Requirement: Once you find the line containing "the distant person", please retype it and every line after it to the end of the entries, exactly and with nothing added.

### Provided data ###

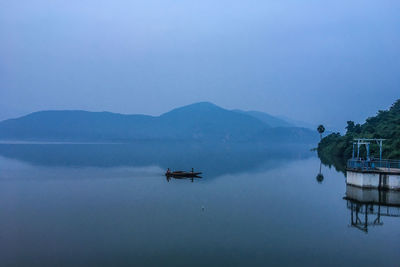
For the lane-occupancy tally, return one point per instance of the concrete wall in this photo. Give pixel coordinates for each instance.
(373, 180)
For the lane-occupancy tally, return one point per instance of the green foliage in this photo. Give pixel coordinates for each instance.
(386, 124)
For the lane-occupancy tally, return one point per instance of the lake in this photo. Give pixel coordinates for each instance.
(110, 204)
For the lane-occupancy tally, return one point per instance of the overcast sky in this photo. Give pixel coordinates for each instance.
(316, 61)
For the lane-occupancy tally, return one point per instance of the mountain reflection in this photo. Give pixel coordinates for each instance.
(213, 159)
(368, 206)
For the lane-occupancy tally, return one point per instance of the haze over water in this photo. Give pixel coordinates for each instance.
(268, 210)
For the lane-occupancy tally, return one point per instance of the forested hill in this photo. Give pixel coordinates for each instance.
(199, 121)
(386, 124)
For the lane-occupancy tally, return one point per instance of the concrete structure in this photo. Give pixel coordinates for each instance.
(379, 179)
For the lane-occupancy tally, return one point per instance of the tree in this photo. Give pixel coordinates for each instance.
(321, 130)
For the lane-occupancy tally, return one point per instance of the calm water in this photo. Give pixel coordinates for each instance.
(83, 205)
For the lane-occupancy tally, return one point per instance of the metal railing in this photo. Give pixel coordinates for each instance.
(373, 164)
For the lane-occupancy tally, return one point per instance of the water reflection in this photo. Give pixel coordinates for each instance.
(183, 178)
(216, 159)
(320, 176)
(368, 206)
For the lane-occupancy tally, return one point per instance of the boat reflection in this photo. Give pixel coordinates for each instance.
(368, 206)
(192, 178)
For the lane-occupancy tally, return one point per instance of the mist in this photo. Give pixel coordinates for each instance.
(320, 62)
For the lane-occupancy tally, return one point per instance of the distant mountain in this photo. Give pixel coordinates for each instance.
(200, 121)
(266, 118)
(298, 123)
(386, 125)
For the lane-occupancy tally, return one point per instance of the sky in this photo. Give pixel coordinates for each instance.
(316, 61)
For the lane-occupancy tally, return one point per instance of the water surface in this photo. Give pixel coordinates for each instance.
(97, 205)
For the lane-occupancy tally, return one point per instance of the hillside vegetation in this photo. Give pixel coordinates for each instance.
(386, 124)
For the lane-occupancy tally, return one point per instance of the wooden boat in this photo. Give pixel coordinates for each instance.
(182, 174)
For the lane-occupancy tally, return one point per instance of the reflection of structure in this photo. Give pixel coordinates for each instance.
(367, 206)
(320, 176)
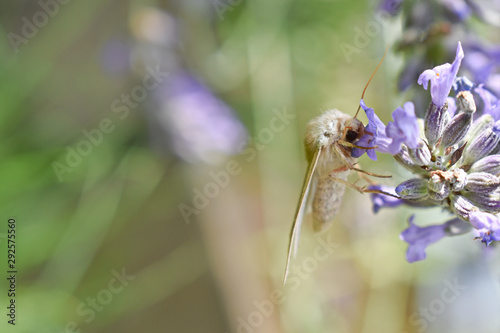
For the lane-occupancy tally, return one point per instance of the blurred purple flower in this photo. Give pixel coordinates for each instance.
(200, 127)
(442, 78)
(462, 83)
(404, 129)
(487, 226)
(459, 8)
(490, 101)
(375, 136)
(418, 238)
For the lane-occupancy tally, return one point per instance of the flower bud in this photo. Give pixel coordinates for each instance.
(462, 207)
(482, 145)
(482, 182)
(489, 164)
(435, 121)
(488, 202)
(413, 189)
(421, 155)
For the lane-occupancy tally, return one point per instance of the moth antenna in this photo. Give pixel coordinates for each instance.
(371, 77)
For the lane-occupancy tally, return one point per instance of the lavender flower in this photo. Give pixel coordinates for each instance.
(388, 139)
(442, 78)
(418, 238)
(455, 161)
(375, 135)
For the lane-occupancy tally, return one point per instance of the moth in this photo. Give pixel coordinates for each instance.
(328, 142)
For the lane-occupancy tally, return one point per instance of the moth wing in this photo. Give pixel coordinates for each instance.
(299, 214)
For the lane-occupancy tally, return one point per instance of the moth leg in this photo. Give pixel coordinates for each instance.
(361, 189)
(348, 164)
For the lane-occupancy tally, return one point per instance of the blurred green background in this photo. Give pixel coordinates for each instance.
(125, 205)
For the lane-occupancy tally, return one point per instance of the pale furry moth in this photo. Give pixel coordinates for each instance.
(329, 140)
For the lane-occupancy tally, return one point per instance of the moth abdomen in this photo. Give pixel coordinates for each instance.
(327, 200)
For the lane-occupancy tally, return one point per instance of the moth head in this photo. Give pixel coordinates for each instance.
(354, 130)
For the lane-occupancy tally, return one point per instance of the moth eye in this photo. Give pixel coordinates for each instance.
(351, 136)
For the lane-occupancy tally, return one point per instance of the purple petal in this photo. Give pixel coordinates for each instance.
(487, 226)
(375, 135)
(442, 78)
(404, 129)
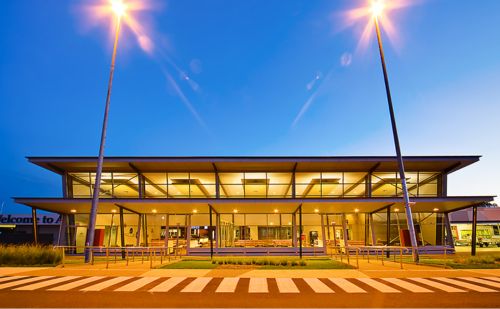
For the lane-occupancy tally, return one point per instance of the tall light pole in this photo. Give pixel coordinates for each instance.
(377, 8)
(119, 9)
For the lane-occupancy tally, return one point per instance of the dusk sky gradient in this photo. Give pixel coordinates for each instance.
(251, 78)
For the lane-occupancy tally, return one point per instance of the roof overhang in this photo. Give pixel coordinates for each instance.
(447, 164)
(186, 206)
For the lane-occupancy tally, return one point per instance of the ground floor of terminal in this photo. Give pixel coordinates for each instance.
(279, 226)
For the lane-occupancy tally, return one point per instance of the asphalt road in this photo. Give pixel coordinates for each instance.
(241, 292)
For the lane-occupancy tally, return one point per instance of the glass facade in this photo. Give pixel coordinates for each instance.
(254, 185)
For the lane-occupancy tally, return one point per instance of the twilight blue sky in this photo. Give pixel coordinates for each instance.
(248, 77)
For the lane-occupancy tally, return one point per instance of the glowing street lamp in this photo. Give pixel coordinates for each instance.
(377, 9)
(119, 9)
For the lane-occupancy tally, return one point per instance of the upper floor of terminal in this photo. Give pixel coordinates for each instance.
(254, 177)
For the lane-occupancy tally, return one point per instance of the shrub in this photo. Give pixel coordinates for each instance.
(29, 255)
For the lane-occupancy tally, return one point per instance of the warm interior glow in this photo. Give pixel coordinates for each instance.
(377, 8)
(118, 7)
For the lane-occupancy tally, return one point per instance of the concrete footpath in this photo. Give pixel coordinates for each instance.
(366, 270)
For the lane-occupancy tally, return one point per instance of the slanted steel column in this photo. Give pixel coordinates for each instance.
(35, 225)
(138, 233)
(122, 233)
(474, 228)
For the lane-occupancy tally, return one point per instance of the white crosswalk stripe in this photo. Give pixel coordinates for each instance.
(75, 284)
(228, 285)
(497, 279)
(347, 285)
(136, 284)
(437, 285)
(482, 281)
(168, 284)
(23, 281)
(105, 284)
(3, 279)
(45, 283)
(317, 285)
(407, 285)
(378, 285)
(466, 285)
(258, 285)
(286, 285)
(197, 285)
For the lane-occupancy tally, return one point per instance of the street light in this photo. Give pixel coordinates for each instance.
(377, 9)
(119, 9)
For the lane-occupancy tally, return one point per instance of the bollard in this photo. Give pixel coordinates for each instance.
(401, 257)
(150, 258)
(107, 257)
(357, 258)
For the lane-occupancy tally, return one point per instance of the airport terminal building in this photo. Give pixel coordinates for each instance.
(255, 205)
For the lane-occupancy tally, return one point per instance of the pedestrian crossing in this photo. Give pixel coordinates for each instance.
(250, 285)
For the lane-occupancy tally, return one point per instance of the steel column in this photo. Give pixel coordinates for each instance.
(122, 233)
(406, 198)
(474, 230)
(35, 225)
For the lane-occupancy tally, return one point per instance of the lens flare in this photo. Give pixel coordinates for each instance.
(375, 9)
(128, 12)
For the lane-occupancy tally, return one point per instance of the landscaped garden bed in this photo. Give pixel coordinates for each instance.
(29, 255)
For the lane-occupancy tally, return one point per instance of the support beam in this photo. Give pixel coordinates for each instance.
(388, 231)
(210, 233)
(35, 225)
(188, 233)
(372, 228)
(474, 230)
(300, 231)
(122, 233)
(323, 233)
(167, 231)
(449, 234)
(145, 229)
(138, 233)
(344, 228)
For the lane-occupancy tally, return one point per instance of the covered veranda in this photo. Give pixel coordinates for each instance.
(259, 226)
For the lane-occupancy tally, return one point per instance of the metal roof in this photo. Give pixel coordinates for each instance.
(445, 164)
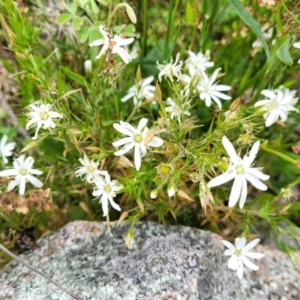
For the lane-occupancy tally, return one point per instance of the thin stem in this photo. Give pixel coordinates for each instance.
(167, 40)
(281, 155)
(15, 257)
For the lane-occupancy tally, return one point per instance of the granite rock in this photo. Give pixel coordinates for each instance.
(166, 262)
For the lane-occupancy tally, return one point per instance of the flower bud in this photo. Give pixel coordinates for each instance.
(129, 238)
(88, 66)
(153, 194)
(171, 190)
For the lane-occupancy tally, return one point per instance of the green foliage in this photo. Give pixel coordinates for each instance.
(61, 69)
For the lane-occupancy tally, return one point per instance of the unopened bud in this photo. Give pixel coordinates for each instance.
(171, 190)
(153, 194)
(88, 66)
(129, 238)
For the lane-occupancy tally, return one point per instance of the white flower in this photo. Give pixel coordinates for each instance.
(175, 110)
(23, 173)
(198, 61)
(112, 45)
(89, 170)
(106, 189)
(240, 253)
(297, 45)
(171, 190)
(6, 149)
(240, 170)
(141, 90)
(209, 90)
(41, 115)
(280, 102)
(137, 138)
(170, 69)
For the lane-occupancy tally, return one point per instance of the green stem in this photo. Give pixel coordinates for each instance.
(281, 155)
(167, 40)
(15, 257)
(291, 14)
(145, 25)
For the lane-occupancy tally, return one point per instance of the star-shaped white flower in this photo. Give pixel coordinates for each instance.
(6, 149)
(198, 61)
(89, 170)
(210, 91)
(170, 69)
(175, 110)
(240, 170)
(239, 255)
(141, 90)
(297, 45)
(106, 189)
(281, 101)
(112, 45)
(23, 173)
(40, 115)
(137, 138)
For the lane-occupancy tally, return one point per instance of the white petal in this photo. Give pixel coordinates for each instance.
(249, 264)
(233, 262)
(104, 202)
(255, 255)
(235, 191)
(123, 141)
(228, 245)
(124, 150)
(221, 179)
(230, 150)
(240, 243)
(243, 193)
(255, 182)
(34, 181)
(142, 124)
(156, 142)
(137, 157)
(122, 129)
(22, 184)
(240, 269)
(251, 245)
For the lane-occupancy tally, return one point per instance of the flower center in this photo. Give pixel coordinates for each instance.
(23, 172)
(91, 169)
(44, 115)
(137, 138)
(272, 105)
(239, 170)
(107, 188)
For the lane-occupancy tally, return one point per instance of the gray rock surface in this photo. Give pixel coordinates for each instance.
(166, 262)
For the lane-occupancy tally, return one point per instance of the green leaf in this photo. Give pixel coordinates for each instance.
(74, 76)
(103, 2)
(64, 18)
(189, 14)
(94, 7)
(84, 34)
(77, 23)
(247, 18)
(283, 53)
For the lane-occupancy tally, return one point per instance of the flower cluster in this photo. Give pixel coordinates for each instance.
(140, 91)
(104, 187)
(240, 170)
(6, 149)
(40, 115)
(240, 253)
(139, 138)
(22, 172)
(281, 101)
(111, 45)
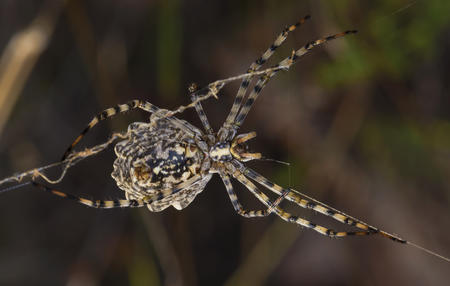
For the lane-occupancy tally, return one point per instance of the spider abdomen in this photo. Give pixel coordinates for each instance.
(156, 157)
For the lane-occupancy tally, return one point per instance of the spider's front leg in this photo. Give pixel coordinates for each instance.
(286, 216)
(237, 205)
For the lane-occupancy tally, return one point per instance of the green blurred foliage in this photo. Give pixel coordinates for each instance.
(391, 42)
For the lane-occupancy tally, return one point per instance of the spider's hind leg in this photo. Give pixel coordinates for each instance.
(107, 113)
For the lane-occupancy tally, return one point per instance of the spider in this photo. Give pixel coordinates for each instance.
(168, 161)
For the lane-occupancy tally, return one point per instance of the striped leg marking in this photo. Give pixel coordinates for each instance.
(199, 109)
(107, 113)
(291, 218)
(296, 198)
(284, 63)
(237, 205)
(99, 204)
(110, 204)
(255, 66)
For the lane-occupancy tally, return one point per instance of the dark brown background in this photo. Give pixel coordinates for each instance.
(364, 122)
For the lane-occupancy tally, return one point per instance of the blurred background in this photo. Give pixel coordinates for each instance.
(364, 122)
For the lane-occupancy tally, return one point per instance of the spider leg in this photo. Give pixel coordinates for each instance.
(254, 67)
(237, 205)
(286, 216)
(119, 203)
(199, 108)
(316, 205)
(287, 62)
(121, 108)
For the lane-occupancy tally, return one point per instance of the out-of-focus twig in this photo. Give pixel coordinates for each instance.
(21, 54)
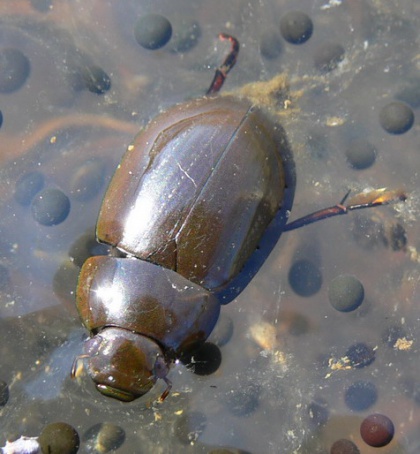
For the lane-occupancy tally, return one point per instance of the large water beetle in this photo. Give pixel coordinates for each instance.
(196, 205)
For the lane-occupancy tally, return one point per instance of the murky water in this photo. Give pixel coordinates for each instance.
(79, 88)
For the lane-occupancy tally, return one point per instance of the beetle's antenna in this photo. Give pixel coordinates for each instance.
(226, 66)
(369, 199)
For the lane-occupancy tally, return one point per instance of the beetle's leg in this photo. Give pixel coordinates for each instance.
(226, 66)
(165, 393)
(370, 199)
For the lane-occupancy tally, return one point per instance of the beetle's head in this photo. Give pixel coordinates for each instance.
(124, 365)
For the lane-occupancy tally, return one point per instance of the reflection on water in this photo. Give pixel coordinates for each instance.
(74, 90)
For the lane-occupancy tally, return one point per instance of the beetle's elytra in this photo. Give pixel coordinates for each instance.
(196, 197)
(188, 205)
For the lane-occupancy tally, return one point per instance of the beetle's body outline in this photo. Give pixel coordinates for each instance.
(159, 301)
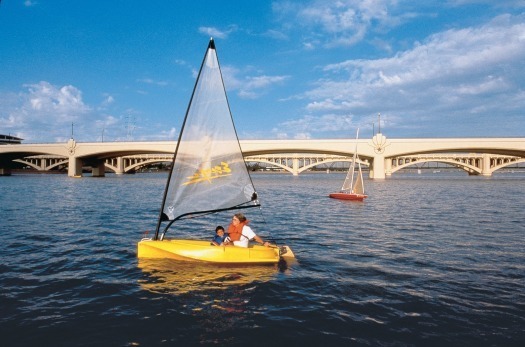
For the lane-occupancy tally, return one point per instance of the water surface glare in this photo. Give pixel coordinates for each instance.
(431, 259)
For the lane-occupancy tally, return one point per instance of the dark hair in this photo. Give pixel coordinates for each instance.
(240, 217)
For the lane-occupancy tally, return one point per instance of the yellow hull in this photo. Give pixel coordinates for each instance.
(203, 251)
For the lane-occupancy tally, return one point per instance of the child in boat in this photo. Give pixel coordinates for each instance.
(219, 237)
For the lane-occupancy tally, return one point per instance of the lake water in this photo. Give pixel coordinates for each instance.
(430, 259)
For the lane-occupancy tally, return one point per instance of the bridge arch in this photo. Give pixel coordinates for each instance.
(466, 167)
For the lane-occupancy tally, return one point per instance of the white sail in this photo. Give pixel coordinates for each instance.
(359, 187)
(208, 172)
(348, 184)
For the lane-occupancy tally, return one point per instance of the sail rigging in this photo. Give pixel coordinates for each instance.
(348, 184)
(353, 187)
(208, 172)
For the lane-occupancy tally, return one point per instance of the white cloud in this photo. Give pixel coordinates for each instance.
(459, 75)
(249, 87)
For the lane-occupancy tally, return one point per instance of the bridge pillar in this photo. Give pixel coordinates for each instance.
(5, 172)
(75, 167)
(120, 166)
(295, 166)
(99, 169)
(377, 170)
(388, 167)
(485, 165)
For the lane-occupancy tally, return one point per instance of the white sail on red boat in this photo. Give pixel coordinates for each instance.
(208, 175)
(353, 187)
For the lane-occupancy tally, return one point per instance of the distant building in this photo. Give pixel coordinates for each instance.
(8, 139)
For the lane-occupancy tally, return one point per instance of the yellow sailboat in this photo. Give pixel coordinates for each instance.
(208, 175)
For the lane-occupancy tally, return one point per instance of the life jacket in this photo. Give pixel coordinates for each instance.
(235, 232)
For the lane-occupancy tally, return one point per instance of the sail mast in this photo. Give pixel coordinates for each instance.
(211, 45)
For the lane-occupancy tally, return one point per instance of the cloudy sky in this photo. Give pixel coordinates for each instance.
(124, 70)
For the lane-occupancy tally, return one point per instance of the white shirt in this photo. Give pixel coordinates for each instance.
(247, 235)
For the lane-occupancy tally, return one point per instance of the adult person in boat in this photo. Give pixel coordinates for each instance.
(219, 237)
(239, 233)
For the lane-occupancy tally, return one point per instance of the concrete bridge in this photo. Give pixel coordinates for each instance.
(477, 156)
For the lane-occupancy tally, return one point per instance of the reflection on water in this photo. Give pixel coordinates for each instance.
(165, 276)
(430, 259)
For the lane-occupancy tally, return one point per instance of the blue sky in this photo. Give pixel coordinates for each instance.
(124, 70)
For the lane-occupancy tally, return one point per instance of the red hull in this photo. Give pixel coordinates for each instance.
(348, 196)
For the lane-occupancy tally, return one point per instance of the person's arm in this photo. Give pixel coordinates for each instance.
(258, 239)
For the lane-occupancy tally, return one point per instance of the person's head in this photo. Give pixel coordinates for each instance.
(238, 218)
(219, 230)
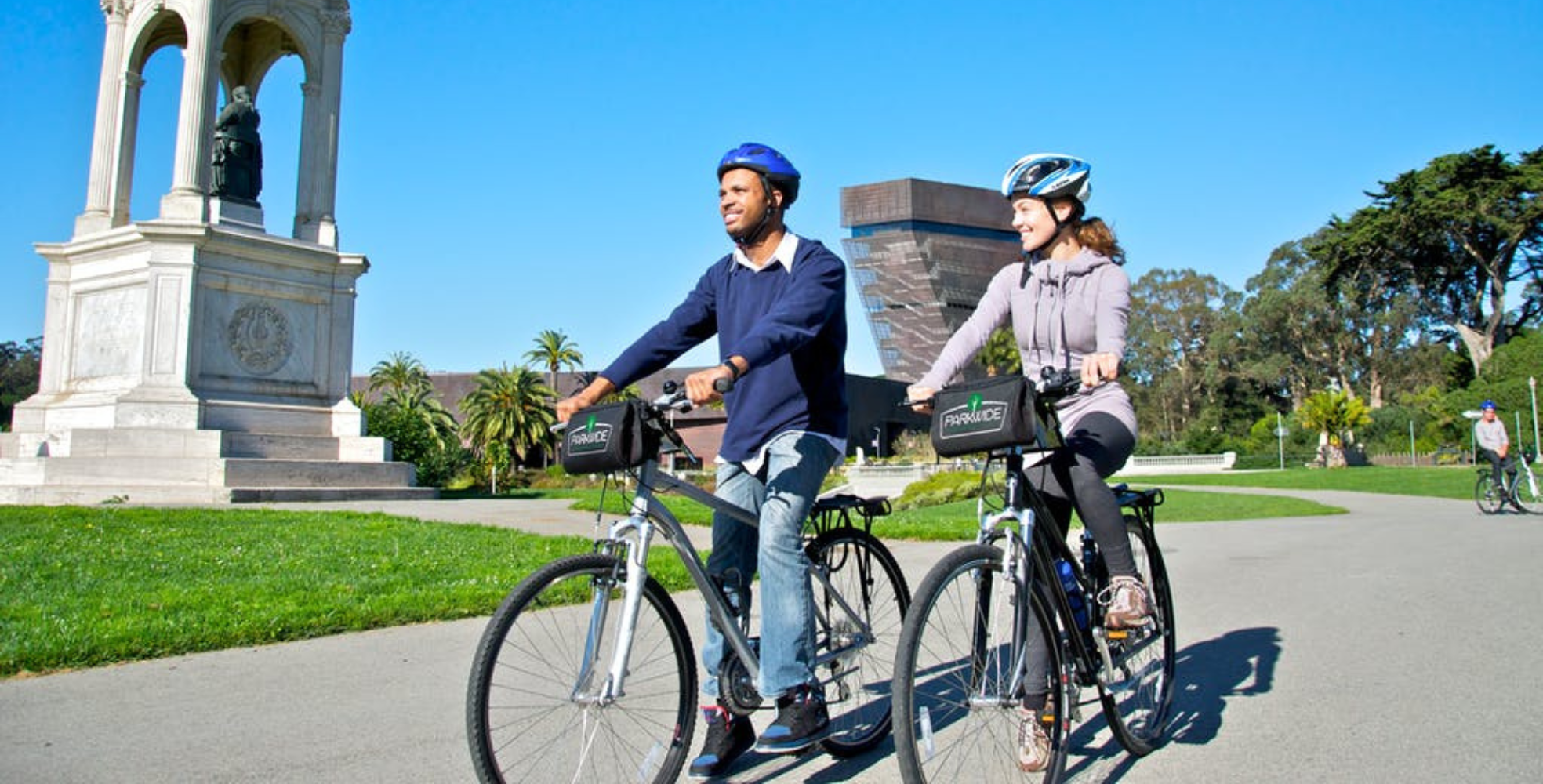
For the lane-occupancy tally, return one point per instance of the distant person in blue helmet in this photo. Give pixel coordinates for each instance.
(776, 303)
(1494, 445)
(1066, 301)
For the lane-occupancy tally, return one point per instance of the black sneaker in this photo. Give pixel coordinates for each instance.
(801, 721)
(727, 738)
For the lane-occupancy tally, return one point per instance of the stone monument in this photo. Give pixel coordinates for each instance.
(196, 357)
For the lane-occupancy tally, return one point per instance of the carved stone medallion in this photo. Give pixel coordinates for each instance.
(260, 339)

###

Answer space:
For the lane-occupancy tally, return one point per instance of the distant person in blue helmet in this photo. Give pixel coordinates for each instance.
(776, 303)
(1494, 445)
(1066, 301)
For the lane-occupancy tally, return one point per instance of the black sneaker in this photo. Give pixel coordinates for each instance.
(801, 721)
(727, 738)
For the lane-occupancy tally, return one point per instance of the stone monument in this photo. Give pixel coordinates for each instance.
(196, 357)
For the lane-occupancy tally, return one point per instance of the carved stone medallion in this photo. Give pixel coordinates for each instance.
(260, 339)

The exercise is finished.